Copy out the data below word for word, starting at the line containing "Tag each instance of the raised" and ending at the line containing "[464, 1029]", with both of those lines included.

**DATASET ROWS:**
%%

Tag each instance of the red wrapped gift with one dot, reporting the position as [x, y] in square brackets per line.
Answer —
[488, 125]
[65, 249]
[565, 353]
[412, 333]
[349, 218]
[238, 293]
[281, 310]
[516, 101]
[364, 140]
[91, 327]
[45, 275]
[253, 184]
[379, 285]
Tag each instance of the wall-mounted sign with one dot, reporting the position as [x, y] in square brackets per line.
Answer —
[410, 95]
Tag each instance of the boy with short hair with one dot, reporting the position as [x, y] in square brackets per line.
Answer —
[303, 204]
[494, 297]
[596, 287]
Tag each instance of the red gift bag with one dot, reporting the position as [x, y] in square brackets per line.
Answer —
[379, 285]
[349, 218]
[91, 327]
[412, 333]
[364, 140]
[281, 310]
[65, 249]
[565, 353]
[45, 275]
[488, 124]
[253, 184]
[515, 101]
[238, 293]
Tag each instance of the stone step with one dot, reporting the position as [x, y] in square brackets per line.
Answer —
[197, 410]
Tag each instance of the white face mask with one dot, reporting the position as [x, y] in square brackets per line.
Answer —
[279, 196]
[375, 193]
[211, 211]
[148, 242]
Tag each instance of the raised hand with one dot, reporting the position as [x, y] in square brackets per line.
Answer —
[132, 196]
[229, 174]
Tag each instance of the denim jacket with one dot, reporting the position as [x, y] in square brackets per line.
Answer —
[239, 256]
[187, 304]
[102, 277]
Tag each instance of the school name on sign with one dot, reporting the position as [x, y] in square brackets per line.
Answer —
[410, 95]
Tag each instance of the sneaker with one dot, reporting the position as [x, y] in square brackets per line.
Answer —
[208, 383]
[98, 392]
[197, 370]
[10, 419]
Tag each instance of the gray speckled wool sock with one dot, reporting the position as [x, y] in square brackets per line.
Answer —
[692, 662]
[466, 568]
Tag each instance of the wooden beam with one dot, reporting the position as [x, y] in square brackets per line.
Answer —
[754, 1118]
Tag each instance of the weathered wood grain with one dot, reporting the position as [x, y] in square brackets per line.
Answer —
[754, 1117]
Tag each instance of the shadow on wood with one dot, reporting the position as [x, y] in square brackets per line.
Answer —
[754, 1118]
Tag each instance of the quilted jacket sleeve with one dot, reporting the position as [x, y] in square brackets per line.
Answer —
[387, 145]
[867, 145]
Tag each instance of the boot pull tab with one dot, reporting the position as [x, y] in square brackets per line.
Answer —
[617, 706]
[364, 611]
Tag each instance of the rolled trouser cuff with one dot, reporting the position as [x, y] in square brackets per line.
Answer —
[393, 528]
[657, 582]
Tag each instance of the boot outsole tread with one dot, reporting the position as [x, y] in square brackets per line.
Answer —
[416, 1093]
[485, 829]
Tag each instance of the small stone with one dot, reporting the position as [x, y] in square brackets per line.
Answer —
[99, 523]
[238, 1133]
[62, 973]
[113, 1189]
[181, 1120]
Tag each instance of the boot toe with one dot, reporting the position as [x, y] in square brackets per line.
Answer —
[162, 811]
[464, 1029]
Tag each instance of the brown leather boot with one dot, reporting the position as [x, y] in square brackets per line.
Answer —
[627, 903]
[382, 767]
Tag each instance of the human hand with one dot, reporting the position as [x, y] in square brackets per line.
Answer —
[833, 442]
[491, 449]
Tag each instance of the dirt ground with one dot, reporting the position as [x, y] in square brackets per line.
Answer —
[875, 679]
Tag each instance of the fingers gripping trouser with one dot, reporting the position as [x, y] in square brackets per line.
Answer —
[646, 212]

%%

**ANSWER:**
Tag each instance of the raised hand with one dot, reporting the position as [x, y] in square brackets per line.
Answer —
[132, 196]
[229, 174]
Tag each instance of the denim jacket with one dot, reporting the position as [x, y] in square brackets per line.
Answer —
[239, 256]
[187, 304]
[102, 277]
Tag each instance of the school name on sign with one dot, reporting the position as [x, y] in square brackets per line.
Answer —
[410, 95]
Tag each instance of the sneaker with one dot, reporting the position as [x, y] in square brackets per line.
Answer —
[208, 383]
[98, 392]
[197, 370]
[10, 419]
Tag each instance of the gray speckled wool sock with one dot, reporting the position as [x, y] in square brackets per line.
Answer —
[692, 662]
[466, 568]
Tag each instance of the wooden beam with one dot, reporting the position as [x, y] in square brackets per line.
Answer —
[754, 1118]
Tag each instance of the weathered wood grain with one dot, reporting the position as [x, y] in square brackets per line.
Answer —
[754, 1117]
Tag each instance of the shadow on wood with one dot, reporting the position as [x, y] in square brackets per line.
Answer —
[754, 1118]
Tag each instance of the quilted jacket sleeve with one dot, reporting the position as [x, y] in square brackets per line.
Answer —
[387, 145]
[867, 145]
Tag each instance of the boot pull tab with one dot, reporting the position as [x, y] in square brackets per line.
Answer —
[617, 706]
[364, 611]
Tag each instance of the rolled trouser cuff with one dot, reporting the position as [x, y] in square brackets per line.
Answer —
[393, 528]
[657, 582]
Tag each instance of the boot outsole tread with one dot, reporting the position as [x, y] in square brackets per line.
Answer —
[416, 1093]
[485, 829]
Tag each instance of the small stone with one dot, reporting the position as [x, y] in square brackets per line.
Answer —
[99, 523]
[238, 1133]
[62, 973]
[113, 1189]
[181, 1120]
Tag each instance of the boot toe with one dot, reporting the position as [x, y] in square brackets per line.
Answer —
[162, 811]
[464, 1029]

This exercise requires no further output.